TRY IT >> Every entry needs to be reproduced exactly.

__________________________________________________

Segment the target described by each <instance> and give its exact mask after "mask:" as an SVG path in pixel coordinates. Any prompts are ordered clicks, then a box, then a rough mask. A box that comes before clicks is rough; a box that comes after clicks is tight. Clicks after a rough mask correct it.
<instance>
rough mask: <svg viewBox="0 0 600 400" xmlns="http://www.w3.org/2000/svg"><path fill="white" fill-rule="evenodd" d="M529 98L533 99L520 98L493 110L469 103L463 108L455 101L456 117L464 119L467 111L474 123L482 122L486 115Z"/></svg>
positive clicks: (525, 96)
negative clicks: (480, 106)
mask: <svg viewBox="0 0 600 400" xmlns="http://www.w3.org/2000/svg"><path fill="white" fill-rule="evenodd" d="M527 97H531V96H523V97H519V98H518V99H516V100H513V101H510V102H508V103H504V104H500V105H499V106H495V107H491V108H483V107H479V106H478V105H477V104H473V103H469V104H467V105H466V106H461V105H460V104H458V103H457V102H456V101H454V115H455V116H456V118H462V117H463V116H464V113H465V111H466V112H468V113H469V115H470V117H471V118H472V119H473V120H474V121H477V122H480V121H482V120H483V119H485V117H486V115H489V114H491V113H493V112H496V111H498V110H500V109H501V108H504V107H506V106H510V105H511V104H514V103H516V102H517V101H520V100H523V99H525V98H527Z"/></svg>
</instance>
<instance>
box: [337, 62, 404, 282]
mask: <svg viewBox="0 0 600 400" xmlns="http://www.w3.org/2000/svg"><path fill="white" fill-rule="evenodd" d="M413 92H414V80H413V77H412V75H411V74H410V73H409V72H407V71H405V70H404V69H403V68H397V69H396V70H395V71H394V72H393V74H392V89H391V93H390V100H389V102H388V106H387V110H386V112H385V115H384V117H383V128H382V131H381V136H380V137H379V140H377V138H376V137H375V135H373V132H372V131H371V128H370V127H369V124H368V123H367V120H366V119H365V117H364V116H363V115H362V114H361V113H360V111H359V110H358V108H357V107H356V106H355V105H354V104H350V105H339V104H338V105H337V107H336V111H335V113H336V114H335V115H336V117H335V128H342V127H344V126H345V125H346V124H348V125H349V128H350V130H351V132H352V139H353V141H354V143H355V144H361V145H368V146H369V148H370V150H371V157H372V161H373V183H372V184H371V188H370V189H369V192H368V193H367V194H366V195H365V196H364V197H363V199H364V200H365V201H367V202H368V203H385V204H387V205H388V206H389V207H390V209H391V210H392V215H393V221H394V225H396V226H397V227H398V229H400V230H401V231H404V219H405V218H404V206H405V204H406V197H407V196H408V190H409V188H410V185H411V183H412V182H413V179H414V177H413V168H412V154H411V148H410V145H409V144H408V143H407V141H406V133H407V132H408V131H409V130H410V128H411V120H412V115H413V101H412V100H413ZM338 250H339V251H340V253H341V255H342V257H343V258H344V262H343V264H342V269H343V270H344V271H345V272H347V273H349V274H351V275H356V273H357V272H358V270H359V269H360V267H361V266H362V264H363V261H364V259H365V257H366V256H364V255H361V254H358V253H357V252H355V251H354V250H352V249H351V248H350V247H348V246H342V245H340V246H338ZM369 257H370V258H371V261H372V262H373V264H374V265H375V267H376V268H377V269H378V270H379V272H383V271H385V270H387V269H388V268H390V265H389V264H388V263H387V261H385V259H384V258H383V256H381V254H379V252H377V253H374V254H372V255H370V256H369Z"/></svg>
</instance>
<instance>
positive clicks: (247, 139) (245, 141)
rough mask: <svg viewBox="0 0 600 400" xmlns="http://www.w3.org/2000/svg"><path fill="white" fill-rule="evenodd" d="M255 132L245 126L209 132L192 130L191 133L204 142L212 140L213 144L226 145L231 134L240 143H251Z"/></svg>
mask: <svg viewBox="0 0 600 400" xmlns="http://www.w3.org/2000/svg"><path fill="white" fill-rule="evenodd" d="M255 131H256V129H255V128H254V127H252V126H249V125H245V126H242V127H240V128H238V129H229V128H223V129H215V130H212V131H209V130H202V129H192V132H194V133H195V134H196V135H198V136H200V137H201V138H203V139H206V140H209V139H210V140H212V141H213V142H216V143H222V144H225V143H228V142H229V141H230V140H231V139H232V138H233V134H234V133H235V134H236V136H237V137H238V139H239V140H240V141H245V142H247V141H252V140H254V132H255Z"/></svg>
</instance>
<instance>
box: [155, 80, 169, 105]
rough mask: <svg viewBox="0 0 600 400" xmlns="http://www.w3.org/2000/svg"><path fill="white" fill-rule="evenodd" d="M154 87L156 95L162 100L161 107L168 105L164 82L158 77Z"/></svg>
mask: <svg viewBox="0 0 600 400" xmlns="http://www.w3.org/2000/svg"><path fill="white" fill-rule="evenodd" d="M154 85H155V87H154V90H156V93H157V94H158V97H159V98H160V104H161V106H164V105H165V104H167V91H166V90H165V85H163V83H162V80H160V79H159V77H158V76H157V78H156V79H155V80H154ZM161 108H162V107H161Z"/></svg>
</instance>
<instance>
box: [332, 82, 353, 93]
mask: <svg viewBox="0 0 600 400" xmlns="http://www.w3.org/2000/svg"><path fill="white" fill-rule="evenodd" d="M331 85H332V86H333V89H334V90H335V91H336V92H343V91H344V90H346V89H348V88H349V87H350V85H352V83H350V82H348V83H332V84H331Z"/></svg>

__________________________________________________

RESPONSE AREA >>
Segment the target described by each <instance> and give its exact mask after "mask:" as an SVG path in pixel coordinates. Any prompts are ordered clicks, then a box, then a rough mask. A box that comes before clicks is rough; a box that comes after clicks is tight. Clicks after a rough mask correct it.
<instance>
rough mask: <svg viewBox="0 0 600 400" xmlns="http://www.w3.org/2000/svg"><path fill="white" fill-rule="evenodd" d="M529 98L533 99L520 98L493 110L469 103L463 108L455 101L456 117L464 119L467 111L474 123L482 122L486 115Z"/></svg>
positive clicks: (525, 96)
negative clicks: (480, 106)
mask: <svg viewBox="0 0 600 400" xmlns="http://www.w3.org/2000/svg"><path fill="white" fill-rule="evenodd" d="M527 97H531V96H523V97H519V98H518V99H516V100H513V101H510V102H508V103H504V104H500V105H499V106H495V107H491V108H483V107H479V106H478V105H477V104H473V103H469V104H467V105H466V106H461V105H460V104H458V103H457V102H456V101H454V115H455V116H456V118H462V117H463V116H464V113H465V111H466V112H468V113H469V115H470V117H471V118H472V119H473V120H474V121H477V122H480V121H482V120H483V119H485V117H486V115H489V114H491V113H493V112H496V111H498V110H500V109H501V108H504V107H506V106H510V105H511V104H514V103H516V102H517V101H520V100H523V99H525V98H527Z"/></svg>
</instance>
<instance>
box: [337, 62, 404, 282]
mask: <svg viewBox="0 0 600 400" xmlns="http://www.w3.org/2000/svg"><path fill="white" fill-rule="evenodd" d="M413 92H414V80H413V77H412V75H411V74H410V73H409V72H407V71H405V70H404V69H403V68H397V69H396V70H395V71H394V72H393V74H392V89H391V93H390V100H389V102H388V106H387V110H386V112H385V115H384V117H383V128H382V131H381V136H380V137H379V140H377V138H376V137H375V135H373V132H372V131H371V128H370V127H369V124H368V123H367V120H366V119H365V117H364V116H363V115H362V114H361V113H360V111H359V110H358V108H357V107H356V106H355V105H354V104H350V105H339V104H338V105H337V107H336V111H335V113H336V114H335V115H336V117H335V128H342V127H344V126H345V125H346V124H348V125H349V128H350V130H351V132H352V139H353V141H354V143H355V144H361V145H368V146H369V148H370V150H371V157H372V161H373V183H372V184H371V188H370V189H369V192H368V193H367V194H366V195H365V196H364V197H363V199H364V200H365V201H367V202H368V203H385V204H387V205H388V206H389V207H390V209H391V210H392V215H393V221H394V225H396V226H397V227H398V229H400V230H401V231H404V219H405V218H404V206H405V204H406V197H407V196H408V190H409V188H410V185H411V183H412V182H413V179H414V177H413V168H412V154H411V148H410V145H409V144H408V143H407V141H406V133H407V132H408V131H409V130H410V128H411V120H412V115H413V101H412V100H413ZM338 250H339V251H340V253H341V255H342V257H343V258H344V262H343V264H342V269H343V270H344V271H345V272H347V273H349V274H351V275H356V273H357V272H358V270H359V269H360V267H361V266H362V264H363V261H364V259H365V257H366V256H364V255H361V254H358V253H357V252H355V251H354V250H352V249H351V248H350V247H348V246H342V245H340V246H338ZM369 257H370V258H371V261H372V262H373V264H374V265H375V267H376V268H377V269H378V270H379V272H383V271H385V270H387V269H388V268H390V265H389V264H388V263H387V261H385V259H384V258H383V256H381V254H379V252H377V253H374V254H372V255H370V256H369Z"/></svg>
</instance>
<instance>
positive clicks: (247, 139) (245, 141)
rough mask: <svg viewBox="0 0 600 400" xmlns="http://www.w3.org/2000/svg"><path fill="white" fill-rule="evenodd" d="M255 132L245 126L209 132L192 130L191 133L204 142L212 140L213 144L226 145L231 134L240 143H251Z"/></svg>
mask: <svg viewBox="0 0 600 400" xmlns="http://www.w3.org/2000/svg"><path fill="white" fill-rule="evenodd" d="M255 131H256V129H255V128H254V127H252V126H249V125H245V126H242V127H240V128H238V129H229V128H223V129H215V130H212V131H209V130H202V129H192V132H194V133H195V134H196V135H198V136H200V137H201V138H203V139H206V140H209V139H210V140H212V141H213V142H216V143H222V144H225V143H228V142H229V141H230V140H231V139H232V138H233V134H234V133H235V134H236V136H237V137H238V139H239V140H240V141H245V142H247V141H252V140H254V132H255Z"/></svg>
</instance>
<instance>
box: [155, 80, 169, 105]
rough mask: <svg viewBox="0 0 600 400" xmlns="http://www.w3.org/2000/svg"><path fill="white" fill-rule="evenodd" d="M154 87L156 95L162 100L161 107L168 105L164 82L158 77Z"/></svg>
mask: <svg viewBox="0 0 600 400" xmlns="http://www.w3.org/2000/svg"><path fill="white" fill-rule="evenodd" d="M154 85H155V87H154V90H156V93H157V94H158V97H159V98H160V104H161V106H164V105H165V104H167V91H166V90H165V85H163V83H162V80H160V79H159V77H158V76H157V78H156V79H155V80H154ZM161 108H162V107H161Z"/></svg>
</instance>
<instance>
box: [332, 82, 353, 93]
mask: <svg viewBox="0 0 600 400" xmlns="http://www.w3.org/2000/svg"><path fill="white" fill-rule="evenodd" d="M331 85H332V86H333V89H334V90H335V91H336V92H343V91H344V90H346V89H348V88H349V87H350V85H352V83H350V82H348V83H332V84H331Z"/></svg>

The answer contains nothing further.